> _PAGE_

Without An Alphabet, Without A face: Selected Poems of Saadi Youssef
Translated from the Arabic by Khaled Mattawa
[Graywolf Press 2005]

Bad translation can kill even the best of poems. A brilliant melodic poem rendered into another language could become a bad poem with interesting philosophy or insights.

Fortunately, Saadi Youssef’s Without an Alphabet, Without a Face meets no such fate. It is the work of a master Iraqi poet translated by a master translator. As I recited each poem out loud, which is my test of a good translation, the poems were soft in my throat, smooth as warm milk and honey. They were melodic and not forced. In reading these poems one forgets they are translations and not the poems in their original language.

Saadi YoussefPoet Marilyn Hacker calls Saadi Youssef a poet not only of the Arab world but “of the human universe.” Without An Alphabet, Without a Face is a beautiful collection of poems selected by Khaled Mattawa from over thirty volumes of poetry, spanning forty-two years. In these poems Youssef does indeed speak to and from the human universe. Youssef guides his readers through senses and imagined possibilities, leaving behind expectations and preconceived notions. “The senses are the aim of poetry’s wave,” he says. “They are the aim because they are its receivers….And the idea is that the person’s relation to the universe is returned to its earliest stages, to its spontaneity.” It is thus that we enter and leave (or sometimes never leave) Youssef’s poems. Consider “Sparrows,” written in Yemen in 1981:

This morning I saw a sparrow
on a thin stalk of yellow corn,
the only plant adorning
the seaside hotel.
The sparrow cleaned itself;
the stalk shook.
Another sparrow came;
the stalk bent.
A third sparrow;
the stalk bowed quickly.
Then suddenly,
and in unison,
the three sparrows took off,
leaving the hotel.
And under my shirt
a thousand sparrows
shivered.

According to Youssef: “It is important that the poet develop a strong bond with life, to be able to observe and able to choose his subject matter…Afterwards, he can abstract things by abstracting coincidences, and symbolize them.” As Mattawa notes, this can lead to a process of surprise and discovery, as in one of his longer, best and perhaps most well known poems, “America, America”:

I too love jeans and jazz and Treasure Island
and John Silver’s parrot and the balconies of New Orleans.
I love Mark Twain and the Mississippi steamboats and Abraham Lincoln’s dogs.
I love the fields of wheat and corn and the smell of Virginia tobacco.
But I am not American.
Is that enough for the Phantom pilot to turn me back to the Stone
Age?
I need neither oil nor America herself, neither the elephant nor the
donkey.
Leave me, pilot, leave my house roofed with palm fronds and this
wooden bridge.
I need neither your Golden Gate nor your skyscrapers.

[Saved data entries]
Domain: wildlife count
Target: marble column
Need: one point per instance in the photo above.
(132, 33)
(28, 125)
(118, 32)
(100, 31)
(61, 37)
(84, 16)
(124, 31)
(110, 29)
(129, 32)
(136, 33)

> _WHAT NEEDS TO BE DONE_
In the review's excerpt of "America, America," which things does the speaker say he needs neither of? You won't need the saved data entries for this.

> _ANSWER IN FULL_
- oil
- America herself
- the elephant
- the donkey
- the Golden Gate
- skyscrapers